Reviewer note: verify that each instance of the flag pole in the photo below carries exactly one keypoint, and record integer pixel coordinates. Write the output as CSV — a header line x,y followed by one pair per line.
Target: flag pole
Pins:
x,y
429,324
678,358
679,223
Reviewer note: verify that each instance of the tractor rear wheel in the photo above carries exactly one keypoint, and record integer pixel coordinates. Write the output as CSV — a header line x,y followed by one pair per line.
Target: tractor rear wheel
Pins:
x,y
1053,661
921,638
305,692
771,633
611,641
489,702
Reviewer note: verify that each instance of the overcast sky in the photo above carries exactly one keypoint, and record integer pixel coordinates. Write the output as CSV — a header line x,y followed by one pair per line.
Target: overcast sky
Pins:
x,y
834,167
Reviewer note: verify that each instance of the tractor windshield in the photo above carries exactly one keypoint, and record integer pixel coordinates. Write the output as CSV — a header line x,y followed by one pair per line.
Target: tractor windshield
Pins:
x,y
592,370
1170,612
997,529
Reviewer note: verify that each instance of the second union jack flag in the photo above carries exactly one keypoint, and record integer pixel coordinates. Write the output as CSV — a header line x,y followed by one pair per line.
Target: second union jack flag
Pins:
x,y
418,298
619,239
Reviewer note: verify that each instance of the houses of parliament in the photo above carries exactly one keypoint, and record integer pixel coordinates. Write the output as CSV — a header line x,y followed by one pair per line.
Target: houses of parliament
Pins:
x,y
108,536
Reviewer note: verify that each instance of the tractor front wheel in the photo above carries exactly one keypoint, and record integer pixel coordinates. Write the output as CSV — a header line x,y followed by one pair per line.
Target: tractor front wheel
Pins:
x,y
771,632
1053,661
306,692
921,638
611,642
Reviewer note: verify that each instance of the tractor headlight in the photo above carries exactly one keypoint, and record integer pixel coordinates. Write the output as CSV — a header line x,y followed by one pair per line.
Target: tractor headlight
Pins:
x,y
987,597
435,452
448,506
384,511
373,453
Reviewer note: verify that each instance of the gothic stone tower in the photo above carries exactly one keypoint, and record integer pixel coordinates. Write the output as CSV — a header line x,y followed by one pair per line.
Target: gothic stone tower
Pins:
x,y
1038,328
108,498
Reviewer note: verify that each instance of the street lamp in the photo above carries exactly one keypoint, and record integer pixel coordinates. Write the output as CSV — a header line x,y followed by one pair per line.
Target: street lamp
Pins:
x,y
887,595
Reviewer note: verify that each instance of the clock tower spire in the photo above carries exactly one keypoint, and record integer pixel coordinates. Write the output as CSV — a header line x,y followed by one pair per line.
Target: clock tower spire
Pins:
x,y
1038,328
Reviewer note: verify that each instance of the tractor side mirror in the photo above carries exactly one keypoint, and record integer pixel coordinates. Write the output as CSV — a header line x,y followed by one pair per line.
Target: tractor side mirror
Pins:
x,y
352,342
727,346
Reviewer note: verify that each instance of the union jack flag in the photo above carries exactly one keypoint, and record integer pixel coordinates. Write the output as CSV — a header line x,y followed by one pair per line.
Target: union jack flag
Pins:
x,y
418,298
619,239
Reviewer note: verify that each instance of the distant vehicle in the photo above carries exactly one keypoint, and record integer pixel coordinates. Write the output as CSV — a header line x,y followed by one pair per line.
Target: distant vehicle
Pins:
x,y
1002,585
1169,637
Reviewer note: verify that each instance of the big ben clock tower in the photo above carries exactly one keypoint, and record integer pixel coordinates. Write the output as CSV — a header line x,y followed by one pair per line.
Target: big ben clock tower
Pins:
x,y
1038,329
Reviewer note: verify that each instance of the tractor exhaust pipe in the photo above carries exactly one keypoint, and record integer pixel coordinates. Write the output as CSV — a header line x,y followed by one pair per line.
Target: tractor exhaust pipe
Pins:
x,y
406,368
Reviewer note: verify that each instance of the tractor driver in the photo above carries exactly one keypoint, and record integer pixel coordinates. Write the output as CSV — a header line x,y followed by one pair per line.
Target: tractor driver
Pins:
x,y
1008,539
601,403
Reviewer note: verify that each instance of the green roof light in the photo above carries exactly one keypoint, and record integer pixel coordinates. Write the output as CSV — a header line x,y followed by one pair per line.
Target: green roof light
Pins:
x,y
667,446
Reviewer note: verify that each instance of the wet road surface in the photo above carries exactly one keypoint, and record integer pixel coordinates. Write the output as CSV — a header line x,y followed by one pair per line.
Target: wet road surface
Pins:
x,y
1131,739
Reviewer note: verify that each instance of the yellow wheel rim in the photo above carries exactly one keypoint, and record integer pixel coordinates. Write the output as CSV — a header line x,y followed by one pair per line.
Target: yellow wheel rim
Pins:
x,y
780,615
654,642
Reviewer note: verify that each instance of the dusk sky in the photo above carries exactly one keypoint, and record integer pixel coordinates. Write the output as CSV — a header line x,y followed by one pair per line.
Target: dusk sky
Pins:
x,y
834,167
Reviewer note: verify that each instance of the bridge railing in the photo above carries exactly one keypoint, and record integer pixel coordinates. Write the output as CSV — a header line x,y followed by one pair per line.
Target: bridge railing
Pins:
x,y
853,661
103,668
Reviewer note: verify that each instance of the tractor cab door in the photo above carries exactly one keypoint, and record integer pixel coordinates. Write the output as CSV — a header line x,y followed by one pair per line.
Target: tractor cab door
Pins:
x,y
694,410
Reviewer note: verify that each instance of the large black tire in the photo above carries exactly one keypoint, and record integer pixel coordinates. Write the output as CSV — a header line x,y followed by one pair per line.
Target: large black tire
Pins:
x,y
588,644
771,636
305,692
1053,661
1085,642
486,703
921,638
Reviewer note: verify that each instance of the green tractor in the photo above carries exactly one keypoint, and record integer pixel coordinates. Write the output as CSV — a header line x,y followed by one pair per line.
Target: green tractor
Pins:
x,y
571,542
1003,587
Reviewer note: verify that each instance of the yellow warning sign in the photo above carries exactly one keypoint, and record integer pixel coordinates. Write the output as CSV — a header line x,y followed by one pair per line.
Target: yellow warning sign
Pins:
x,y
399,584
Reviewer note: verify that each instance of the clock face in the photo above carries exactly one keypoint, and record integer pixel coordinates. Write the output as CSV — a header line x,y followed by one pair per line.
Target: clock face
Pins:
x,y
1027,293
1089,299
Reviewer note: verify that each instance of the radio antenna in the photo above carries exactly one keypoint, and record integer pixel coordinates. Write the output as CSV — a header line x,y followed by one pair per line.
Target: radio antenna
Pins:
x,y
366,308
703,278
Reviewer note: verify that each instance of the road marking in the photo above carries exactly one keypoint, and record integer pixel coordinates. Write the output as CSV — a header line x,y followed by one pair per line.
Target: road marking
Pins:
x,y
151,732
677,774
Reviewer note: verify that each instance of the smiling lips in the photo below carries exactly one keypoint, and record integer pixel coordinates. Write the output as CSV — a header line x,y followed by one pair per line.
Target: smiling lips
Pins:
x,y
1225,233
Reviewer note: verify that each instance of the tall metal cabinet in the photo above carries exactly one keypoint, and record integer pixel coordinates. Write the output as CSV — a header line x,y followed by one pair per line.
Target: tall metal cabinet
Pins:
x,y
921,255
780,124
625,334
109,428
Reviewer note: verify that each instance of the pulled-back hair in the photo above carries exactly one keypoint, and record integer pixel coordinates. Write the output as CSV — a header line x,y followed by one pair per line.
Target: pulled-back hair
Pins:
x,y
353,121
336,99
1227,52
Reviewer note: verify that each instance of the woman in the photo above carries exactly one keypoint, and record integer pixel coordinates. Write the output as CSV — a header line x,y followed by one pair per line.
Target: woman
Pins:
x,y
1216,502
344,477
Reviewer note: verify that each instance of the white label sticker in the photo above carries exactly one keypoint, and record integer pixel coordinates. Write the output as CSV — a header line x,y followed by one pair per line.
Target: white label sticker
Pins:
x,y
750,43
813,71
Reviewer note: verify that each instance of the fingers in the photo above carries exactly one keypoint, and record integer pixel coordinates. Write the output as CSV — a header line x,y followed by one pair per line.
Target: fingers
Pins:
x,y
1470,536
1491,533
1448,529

Task goal
Switch "white label sticker" to "barcode label" in the lines from the line containing "Reviewer note: verify that each instance of the pulled-back" through the end of the material, leaving everything else unchanged, and give back only those lines.

Response to the exercise
Reviewer note: verify that each instance of the pulled-back hair in the photo above carries exactly one keypoint, and record integer pixel coordinates. Write the output as CSV — a header line x,y followed by one pair per line.
Target: pulled-back hair
Pins:
x,y
353,121
336,99
1227,52
Reviewer note: verify that each instance of the woman in the photo above carries exactly one keypoint, and record integer pixel coordinates. Write the output as CSV — a header line x,y followed by one pair per line.
Target: woman
Pins:
x,y
1216,502
344,477
Reviewer note: verify that each instance of the barcode label in the photo above carries exactly one keypoint, and record integer pixel coordinates. Write the output as CSV — a header line x,y followed by one pair per line.
Target: barcode label
Pins:
x,y
750,43
813,71
Reviewer note: verify that each instance of the fingers in the photo above carries exactly one keypoint, and record integer pixel coordinates. Write the output as CSV — a header line x,y followed by one pair per line.
Target: fingers
Pins:
x,y
1470,536
1491,533
1448,529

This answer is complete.